For the entries below, the result should be an exact transcription of the lines from the one with "e.g. point(11, 121)" up to and including the one with "e.g. point(58, 186)", and only those.
** RECORD EXTRACTS follows **
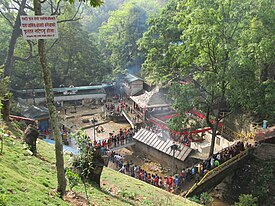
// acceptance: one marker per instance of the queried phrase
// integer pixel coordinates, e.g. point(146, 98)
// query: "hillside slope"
point(28, 180)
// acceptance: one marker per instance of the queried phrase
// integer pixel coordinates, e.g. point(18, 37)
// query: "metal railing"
point(236, 135)
point(217, 169)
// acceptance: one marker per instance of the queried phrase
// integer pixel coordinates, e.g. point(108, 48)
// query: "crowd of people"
point(124, 136)
point(176, 183)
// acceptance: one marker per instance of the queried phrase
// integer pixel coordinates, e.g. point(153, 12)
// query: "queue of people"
point(176, 183)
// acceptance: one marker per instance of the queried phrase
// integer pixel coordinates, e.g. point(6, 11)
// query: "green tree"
point(246, 200)
point(209, 57)
point(159, 43)
point(119, 35)
point(61, 188)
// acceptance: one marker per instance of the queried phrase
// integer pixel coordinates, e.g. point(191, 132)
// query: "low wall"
point(160, 157)
point(265, 151)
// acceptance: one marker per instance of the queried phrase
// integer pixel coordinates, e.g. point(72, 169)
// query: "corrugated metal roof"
point(131, 78)
point(63, 89)
point(159, 143)
point(35, 112)
point(152, 99)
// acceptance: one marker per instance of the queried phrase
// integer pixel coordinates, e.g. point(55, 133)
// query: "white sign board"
point(39, 27)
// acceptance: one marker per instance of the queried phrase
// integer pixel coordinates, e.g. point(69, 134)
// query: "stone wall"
point(160, 157)
point(265, 151)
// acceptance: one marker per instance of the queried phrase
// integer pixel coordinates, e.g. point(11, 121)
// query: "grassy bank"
point(31, 181)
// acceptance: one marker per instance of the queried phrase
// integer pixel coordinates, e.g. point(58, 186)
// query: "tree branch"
point(10, 23)
point(28, 57)
point(74, 16)
point(57, 9)
point(52, 45)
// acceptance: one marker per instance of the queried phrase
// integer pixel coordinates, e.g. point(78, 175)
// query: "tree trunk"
point(16, 32)
point(6, 109)
point(52, 110)
point(213, 139)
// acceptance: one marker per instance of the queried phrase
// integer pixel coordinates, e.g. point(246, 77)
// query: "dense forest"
point(224, 48)
point(93, 43)
point(216, 56)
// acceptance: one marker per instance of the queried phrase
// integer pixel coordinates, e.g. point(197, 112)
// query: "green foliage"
point(119, 35)
point(206, 199)
point(3, 200)
point(159, 43)
point(261, 189)
point(93, 3)
point(127, 194)
point(83, 161)
point(73, 178)
point(4, 86)
point(212, 46)
point(246, 200)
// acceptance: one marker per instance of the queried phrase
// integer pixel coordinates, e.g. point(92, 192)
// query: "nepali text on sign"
point(39, 27)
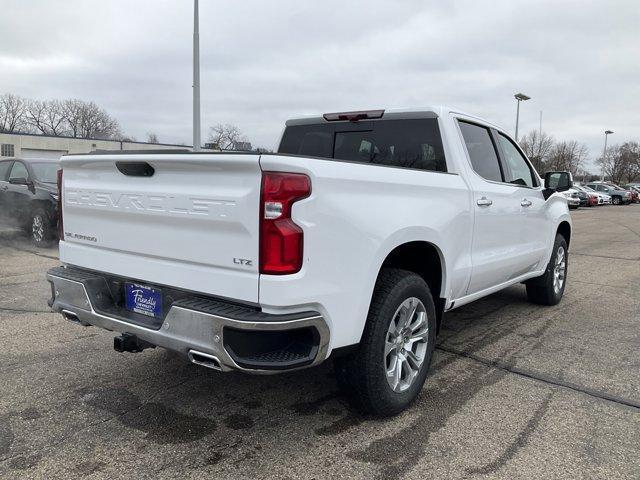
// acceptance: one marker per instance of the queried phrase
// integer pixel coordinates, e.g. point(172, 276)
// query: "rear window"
point(412, 143)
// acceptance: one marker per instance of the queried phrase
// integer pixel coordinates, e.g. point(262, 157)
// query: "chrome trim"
point(183, 330)
point(214, 362)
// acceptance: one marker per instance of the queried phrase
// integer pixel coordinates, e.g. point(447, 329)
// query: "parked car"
point(573, 200)
point(635, 192)
point(618, 195)
point(351, 241)
point(584, 198)
point(592, 197)
point(29, 196)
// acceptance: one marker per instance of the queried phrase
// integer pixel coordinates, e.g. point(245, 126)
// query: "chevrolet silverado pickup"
point(351, 241)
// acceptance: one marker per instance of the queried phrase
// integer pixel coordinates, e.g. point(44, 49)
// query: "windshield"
point(46, 172)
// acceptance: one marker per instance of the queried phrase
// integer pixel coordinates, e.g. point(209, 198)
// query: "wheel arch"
point(426, 260)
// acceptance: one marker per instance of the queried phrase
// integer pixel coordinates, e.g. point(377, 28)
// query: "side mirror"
point(18, 181)
point(557, 182)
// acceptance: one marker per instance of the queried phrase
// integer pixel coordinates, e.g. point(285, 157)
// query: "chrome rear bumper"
point(194, 326)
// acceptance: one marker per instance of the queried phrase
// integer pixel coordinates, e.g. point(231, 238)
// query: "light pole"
point(604, 153)
point(519, 97)
point(196, 78)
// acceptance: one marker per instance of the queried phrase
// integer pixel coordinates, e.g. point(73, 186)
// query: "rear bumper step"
point(211, 333)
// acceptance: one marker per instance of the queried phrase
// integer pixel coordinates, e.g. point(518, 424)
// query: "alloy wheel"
point(559, 270)
point(37, 228)
point(406, 344)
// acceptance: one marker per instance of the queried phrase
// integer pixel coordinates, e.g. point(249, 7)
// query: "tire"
point(544, 290)
point(362, 375)
point(40, 227)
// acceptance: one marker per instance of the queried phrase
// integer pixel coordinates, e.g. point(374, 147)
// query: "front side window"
point(4, 169)
point(7, 150)
point(46, 172)
point(411, 143)
point(19, 171)
point(482, 152)
point(518, 171)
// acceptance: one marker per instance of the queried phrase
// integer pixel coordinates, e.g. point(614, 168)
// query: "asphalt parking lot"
point(516, 390)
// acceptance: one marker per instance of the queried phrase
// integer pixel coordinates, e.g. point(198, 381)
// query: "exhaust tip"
point(204, 360)
point(69, 315)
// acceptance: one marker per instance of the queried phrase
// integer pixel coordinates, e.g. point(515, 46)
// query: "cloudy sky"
point(265, 61)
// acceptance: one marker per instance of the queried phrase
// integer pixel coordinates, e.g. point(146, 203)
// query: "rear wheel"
point(40, 229)
point(549, 288)
point(387, 371)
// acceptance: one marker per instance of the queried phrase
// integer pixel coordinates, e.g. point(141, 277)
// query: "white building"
point(28, 145)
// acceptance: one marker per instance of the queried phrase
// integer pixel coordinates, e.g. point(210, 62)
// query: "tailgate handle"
point(135, 169)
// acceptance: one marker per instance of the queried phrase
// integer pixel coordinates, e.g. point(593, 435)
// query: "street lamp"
point(519, 97)
point(604, 154)
point(196, 78)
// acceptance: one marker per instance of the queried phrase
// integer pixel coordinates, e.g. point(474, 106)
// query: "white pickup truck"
point(351, 241)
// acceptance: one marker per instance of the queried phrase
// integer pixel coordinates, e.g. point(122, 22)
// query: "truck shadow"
point(307, 405)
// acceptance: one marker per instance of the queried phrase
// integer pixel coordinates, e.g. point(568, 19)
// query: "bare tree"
point(34, 115)
point(622, 162)
point(567, 155)
point(46, 117)
point(12, 110)
point(87, 120)
point(537, 147)
point(226, 137)
point(72, 111)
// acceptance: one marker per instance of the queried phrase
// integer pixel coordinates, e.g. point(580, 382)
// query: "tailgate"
point(192, 224)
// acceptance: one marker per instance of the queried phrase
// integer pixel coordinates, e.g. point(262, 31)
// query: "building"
point(30, 145)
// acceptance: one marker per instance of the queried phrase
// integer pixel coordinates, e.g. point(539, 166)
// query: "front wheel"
point(387, 371)
point(549, 288)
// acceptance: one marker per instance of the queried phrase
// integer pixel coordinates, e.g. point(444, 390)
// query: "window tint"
point(46, 172)
point(4, 169)
point(481, 151)
point(7, 150)
point(19, 171)
point(399, 143)
point(518, 171)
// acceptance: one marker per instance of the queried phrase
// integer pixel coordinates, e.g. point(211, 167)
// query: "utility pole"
point(196, 78)
point(540, 124)
point(519, 97)
point(604, 154)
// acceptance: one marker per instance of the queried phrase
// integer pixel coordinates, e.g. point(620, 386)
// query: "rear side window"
point(412, 143)
point(482, 152)
point(4, 169)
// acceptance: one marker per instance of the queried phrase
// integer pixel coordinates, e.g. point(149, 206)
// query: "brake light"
point(60, 227)
point(281, 240)
point(353, 116)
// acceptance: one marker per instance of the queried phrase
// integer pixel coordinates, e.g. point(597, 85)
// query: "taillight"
point(281, 240)
point(60, 227)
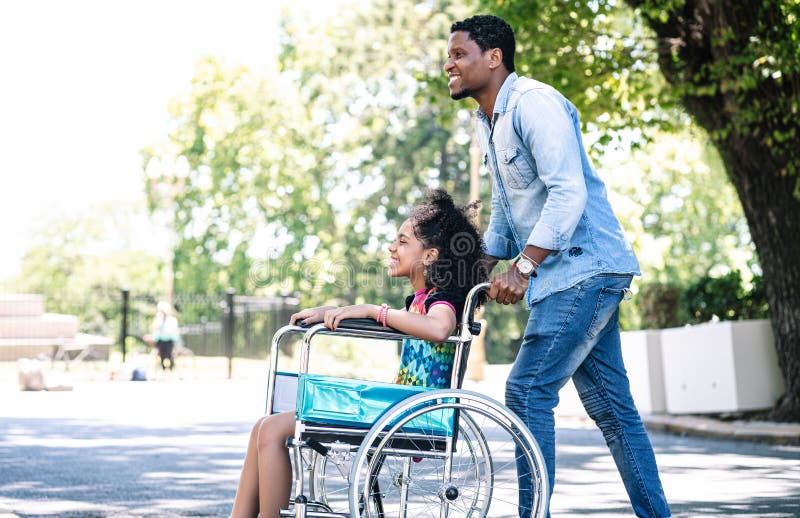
** End of RECORD EXTRACTS **
RESULT OF THE EXERCISE:
// integer pixel coordinates, e.g. point(11, 121)
// query: "grassy bank"
point(31, 181)
// acceptance: one marker per instance of the queried phrase
// integer pixel coordinates, e.g. point(58, 186)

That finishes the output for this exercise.